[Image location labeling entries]
..............................
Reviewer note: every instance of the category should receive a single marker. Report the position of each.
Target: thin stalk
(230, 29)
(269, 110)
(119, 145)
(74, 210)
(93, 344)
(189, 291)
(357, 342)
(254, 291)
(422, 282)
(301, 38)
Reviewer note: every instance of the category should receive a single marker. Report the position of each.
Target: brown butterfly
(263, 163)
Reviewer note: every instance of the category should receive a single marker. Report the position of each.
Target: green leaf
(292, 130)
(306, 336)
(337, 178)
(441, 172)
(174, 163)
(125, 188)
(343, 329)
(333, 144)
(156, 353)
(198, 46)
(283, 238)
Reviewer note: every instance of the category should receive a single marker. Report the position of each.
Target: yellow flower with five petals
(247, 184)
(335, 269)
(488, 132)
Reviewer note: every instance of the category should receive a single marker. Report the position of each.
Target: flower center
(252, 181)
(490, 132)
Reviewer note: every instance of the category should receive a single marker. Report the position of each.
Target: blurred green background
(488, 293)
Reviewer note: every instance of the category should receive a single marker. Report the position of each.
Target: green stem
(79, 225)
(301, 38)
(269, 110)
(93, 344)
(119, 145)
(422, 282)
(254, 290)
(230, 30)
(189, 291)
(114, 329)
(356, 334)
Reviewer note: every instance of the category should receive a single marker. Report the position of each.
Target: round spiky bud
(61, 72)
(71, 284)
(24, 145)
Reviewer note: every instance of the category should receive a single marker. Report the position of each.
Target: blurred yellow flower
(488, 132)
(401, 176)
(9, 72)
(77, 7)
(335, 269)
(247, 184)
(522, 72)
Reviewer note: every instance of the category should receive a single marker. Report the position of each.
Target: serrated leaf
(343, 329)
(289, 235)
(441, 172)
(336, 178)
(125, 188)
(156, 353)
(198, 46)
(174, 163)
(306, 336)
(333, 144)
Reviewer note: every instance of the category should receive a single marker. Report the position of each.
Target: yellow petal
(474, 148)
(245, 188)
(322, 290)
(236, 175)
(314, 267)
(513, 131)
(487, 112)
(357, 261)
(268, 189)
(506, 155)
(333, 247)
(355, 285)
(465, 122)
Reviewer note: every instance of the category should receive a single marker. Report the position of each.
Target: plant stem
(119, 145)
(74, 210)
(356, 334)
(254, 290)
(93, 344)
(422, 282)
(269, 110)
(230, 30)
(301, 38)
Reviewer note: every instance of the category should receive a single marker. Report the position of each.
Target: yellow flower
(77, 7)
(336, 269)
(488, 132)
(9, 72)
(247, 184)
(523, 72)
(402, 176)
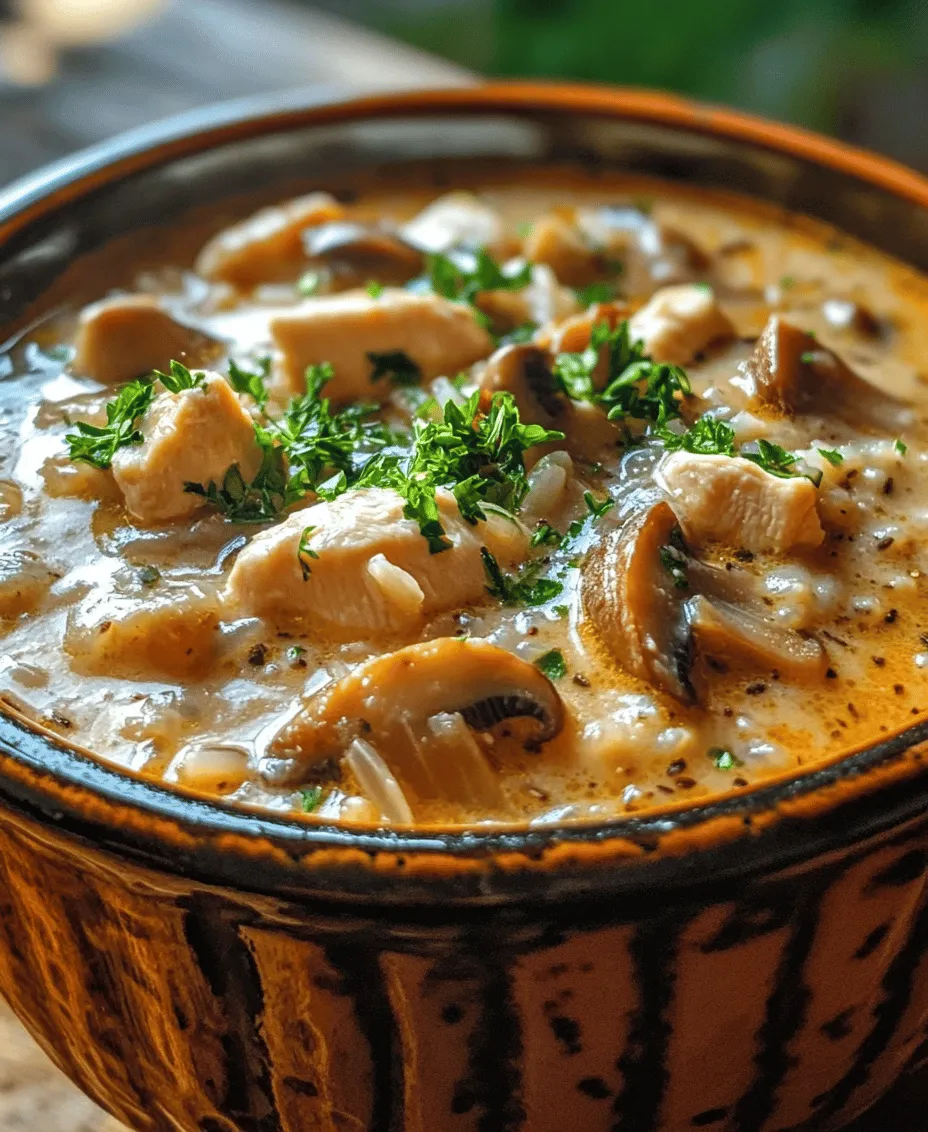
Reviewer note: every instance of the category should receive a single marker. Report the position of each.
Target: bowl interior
(159, 176)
..............................
## [Problem]
Skip the images and write out the rest of the listing exactly.

## [Response for this exercise]
Reviewer note: every instance of the category should receive a single marker. Report the position of each.
Target: thin stalk
(230, 29)
(269, 110)
(119, 145)
(74, 210)
(93, 344)
(189, 291)
(357, 342)
(254, 291)
(422, 282)
(301, 38)
Reviewer note: every instance of the category should receive a single marker. Report the position of each.
Target: brown butterfly
(263, 163)
Reviewer note: every instance of the category should receive a single marker. Report the position of each.
Target: green leaf
(292, 130)
(306, 336)
(337, 178)
(441, 172)
(174, 163)
(125, 188)
(343, 329)
(333, 144)
(156, 353)
(198, 46)
(283, 238)
Reviewer note: every instance of the category should receive a single marker. Report the position of each.
Target: yellow flower with five petals
(247, 184)
(335, 269)
(488, 132)
Reviewer note: every instance of the category should receive a single marker. Report the position of each.
Target: flower center
(252, 181)
(490, 132)
Reviewer note: every instance of the category should receive a single marker. Report the position of each.
Target: blurred green background
(488, 293)
Reviewer note: every instance of the category should receive a single marker. Report the position of each.
Target: green stem
(79, 225)
(301, 38)
(269, 110)
(93, 344)
(119, 145)
(422, 282)
(254, 290)
(230, 30)
(189, 291)
(114, 329)
(356, 334)
Reviewer note: every instance of the category should receive a single marker. Report the position of each.
Target: round spiky bud
(61, 72)
(71, 284)
(24, 145)
Reviewer note: every instance of the category should receive a single marker. Report the position of each.
Target: blurred yellow flower
(488, 132)
(401, 176)
(9, 72)
(77, 7)
(335, 269)
(247, 184)
(522, 72)
Reviewer note: every instance of the category should receive a single marker. Report the position of each.
Target: serrated leaf
(343, 329)
(289, 235)
(441, 172)
(336, 178)
(125, 188)
(156, 353)
(198, 46)
(174, 163)
(306, 336)
(333, 144)
Reviewer note: every instance of the category should receive a single marker. Report the position of each.
Target: yellow petal
(474, 148)
(245, 188)
(322, 290)
(236, 175)
(314, 267)
(513, 131)
(487, 112)
(357, 261)
(268, 189)
(506, 155)
(333, 247)
(355, 285)
(465, 122)
Reviewer note: every instance of the category should receive a single marker. Report the position of each.
Target: plant stem
(119, 145)
(74, 210)
(356, 334)
(254, 290)
(93, 344)
(422, 282)
(269, 110)
(230, 30)
(301, 38)
Reviewer note: every instance of the category should receive a single marker. Report the position of each.
Target: yellow flower
(77, 7)
(336, 269)
(488, 132)
(9, 72)
(247, 184)
(523, 72)
(402, 176)
Reviewer note: every instance of the category should receive a single marker. Report the position of each.
Target: bowl interior
(159, 176)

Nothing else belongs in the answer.